## Directions for this task
Run through the data and copy out every line that mentions the word "hair".
(Records shown Opens)
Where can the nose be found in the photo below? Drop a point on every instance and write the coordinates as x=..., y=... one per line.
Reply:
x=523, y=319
(Records shown Closes)
(Records shown Opens)
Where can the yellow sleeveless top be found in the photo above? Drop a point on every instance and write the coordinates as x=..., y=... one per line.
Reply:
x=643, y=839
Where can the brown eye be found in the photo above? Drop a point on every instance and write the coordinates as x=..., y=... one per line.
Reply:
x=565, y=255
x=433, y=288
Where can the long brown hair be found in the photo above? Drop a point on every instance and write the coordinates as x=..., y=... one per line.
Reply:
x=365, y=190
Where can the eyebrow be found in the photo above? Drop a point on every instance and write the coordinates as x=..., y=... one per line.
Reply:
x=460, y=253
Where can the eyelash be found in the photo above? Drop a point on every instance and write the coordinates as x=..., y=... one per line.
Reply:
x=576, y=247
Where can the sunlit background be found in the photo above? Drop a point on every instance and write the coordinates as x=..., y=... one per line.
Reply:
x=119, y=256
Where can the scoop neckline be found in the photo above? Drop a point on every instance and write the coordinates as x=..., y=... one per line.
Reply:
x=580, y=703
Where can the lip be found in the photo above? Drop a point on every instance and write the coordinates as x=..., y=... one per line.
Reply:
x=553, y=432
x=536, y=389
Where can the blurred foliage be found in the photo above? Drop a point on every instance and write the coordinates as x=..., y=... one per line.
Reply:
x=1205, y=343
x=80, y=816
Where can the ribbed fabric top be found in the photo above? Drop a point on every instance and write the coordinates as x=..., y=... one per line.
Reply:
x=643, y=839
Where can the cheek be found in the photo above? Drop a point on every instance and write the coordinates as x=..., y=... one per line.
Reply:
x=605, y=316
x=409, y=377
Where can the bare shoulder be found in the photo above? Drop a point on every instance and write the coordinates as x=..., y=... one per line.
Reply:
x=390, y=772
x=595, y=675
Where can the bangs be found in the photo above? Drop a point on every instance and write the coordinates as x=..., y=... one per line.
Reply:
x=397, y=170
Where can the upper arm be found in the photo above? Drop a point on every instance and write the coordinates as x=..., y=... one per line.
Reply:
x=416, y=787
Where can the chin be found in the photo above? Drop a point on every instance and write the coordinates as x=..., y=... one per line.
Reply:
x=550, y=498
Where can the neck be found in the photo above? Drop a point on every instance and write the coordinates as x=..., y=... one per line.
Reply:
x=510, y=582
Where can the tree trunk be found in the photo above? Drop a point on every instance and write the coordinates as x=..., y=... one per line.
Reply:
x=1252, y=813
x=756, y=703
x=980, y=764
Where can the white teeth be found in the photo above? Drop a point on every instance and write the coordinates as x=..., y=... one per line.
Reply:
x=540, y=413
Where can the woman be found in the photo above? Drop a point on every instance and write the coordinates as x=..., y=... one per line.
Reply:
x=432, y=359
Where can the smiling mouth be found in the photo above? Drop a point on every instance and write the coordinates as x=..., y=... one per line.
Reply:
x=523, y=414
(Records shown Closes)
(Records shown Opens)
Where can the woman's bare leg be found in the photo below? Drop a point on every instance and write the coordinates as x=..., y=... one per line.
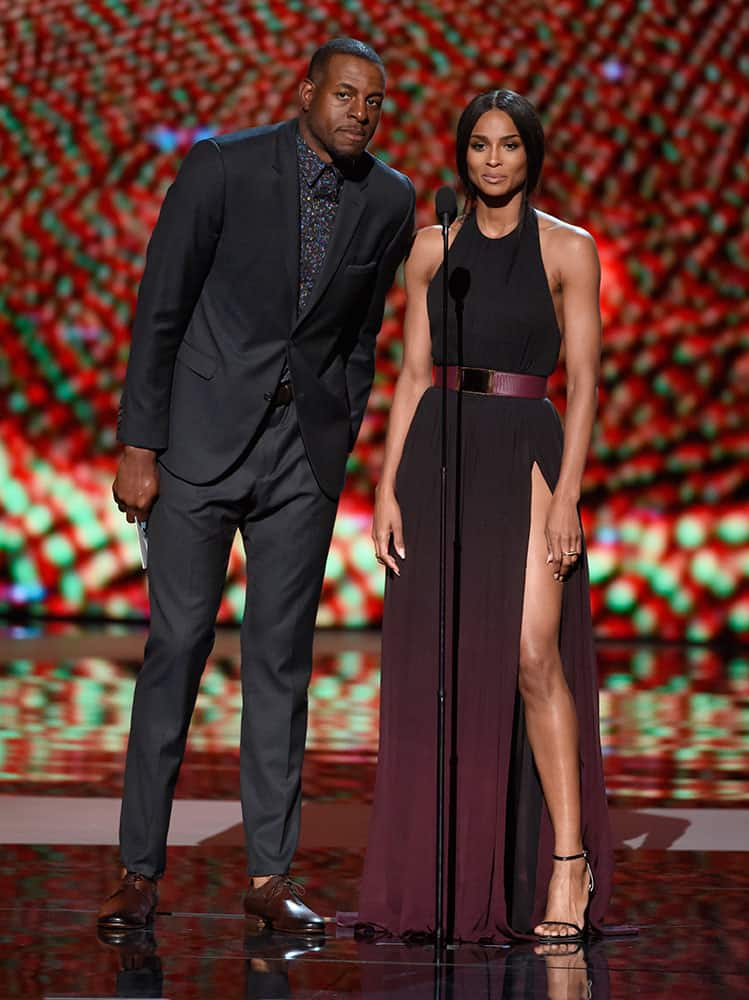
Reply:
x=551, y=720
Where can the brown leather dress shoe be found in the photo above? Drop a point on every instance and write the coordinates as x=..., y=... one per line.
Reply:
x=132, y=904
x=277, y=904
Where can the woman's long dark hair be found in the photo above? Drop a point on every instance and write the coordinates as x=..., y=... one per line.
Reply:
(Records shown Closes)
## Reply
Where can the long brown hair be found in the photo above? Drop a point on every instance and write the coordinates as x=..., y=... one per line.
Where can the woman's long dark hair be found in the photo above? Drop a point on every instance and write the coordinates as x=..., y=... one per line.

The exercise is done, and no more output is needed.